Study material START

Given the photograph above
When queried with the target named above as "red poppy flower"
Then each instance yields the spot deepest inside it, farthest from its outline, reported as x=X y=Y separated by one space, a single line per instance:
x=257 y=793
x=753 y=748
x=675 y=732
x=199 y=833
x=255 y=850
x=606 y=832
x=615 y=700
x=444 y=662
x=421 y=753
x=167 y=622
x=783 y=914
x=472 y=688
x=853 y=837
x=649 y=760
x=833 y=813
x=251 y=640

Study material END

**What is required**
Starting at the line with "Then each instance", copy every line down to the last one above, exactly as written and with nothing else.

**Answer**
Then each instance yields the spot deepest inside it, farthest from its outline, reported as x=X y=Y separated by one space, a single line per instance:
x=257 y=793
x=753 y=748
x=675 y=732
x=199 y=833
x=255 y=850
x=606 y=832
x=615 y=700
x=444 y=662
x=421 y=753
x=167 y=622
x=783 y=914
x=472 y=688
x=853 y=837
x=649 y=760
x=833 y=813
x=251 y=640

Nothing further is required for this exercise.